── Reading text ──
Win-Win Multilateral cooperation
GATT promoted win-win multilateral cooperation by setting up what North would call an
"institution"- constraints that guide political and economic interactions consisting of formal rules and
informal restraints.

The Woes of the WTO
Of the WTO's functions, only the dispute settlement mechanism would receive a high performance
score.

External sources
The most commonly cited causes of the WTO's difficulties involve the lost dominance of the
advanced economies. GATT started with big economies, but also developing countries became big.
Second, the sheer number of developing country members has shifted power in the organization and
made talks more difficult.

, In theory, more member nations does not necessarily hinder tariff cutting: after all, more nations
could mean more demand and more supply for better market access. In practice, however,
developing countries became active in more defensive coalitions than in new offensive coalitions.

Deep provisions are defined as beyond tariff cutting.

The rise of regionalism probably made it harder to conclude the Uruguay Round.

GATT agreements are not legally binding.

The boom in the investment treaties and deep provisions did not create a direct competitor to the
WTO. But they provide revealed preference evidence that many WTO members were looking for
disciplines that went far beyond the "shallow" disciplines included in WTO talks.
───
── Dataset content ──
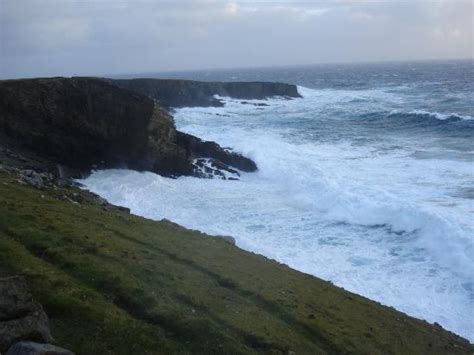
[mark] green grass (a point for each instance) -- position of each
(114, 283)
───
■ **List of tasks**:
a: Answer these questions from the WTO text:
(i) Which of the WTO's functions would receive a high performance score?
(ii) How are deep provisions defined?
(iii) In practice, what kind of coalitions did developing countries become more active in?
b: Please return word for word the passage of the WTO text starting with "GATT agreements are" and going on through "in WTO talks.".

■ **Results by task**:
a:
(i) The dispute settlement mechanism.
(ii) As beyond tariff cutting.
(iii) Defensive coalitions, more than new offensive coalitions.

b:
GATT agreements are not legally binding.

The boom in the investment treaties and deep provisions did not create a direct competitor to the
WTO. But they provide revealed preference evidence that many WTO members were looking for
disciplines that went far beyond the "shallow" disciplines included in WTO talks.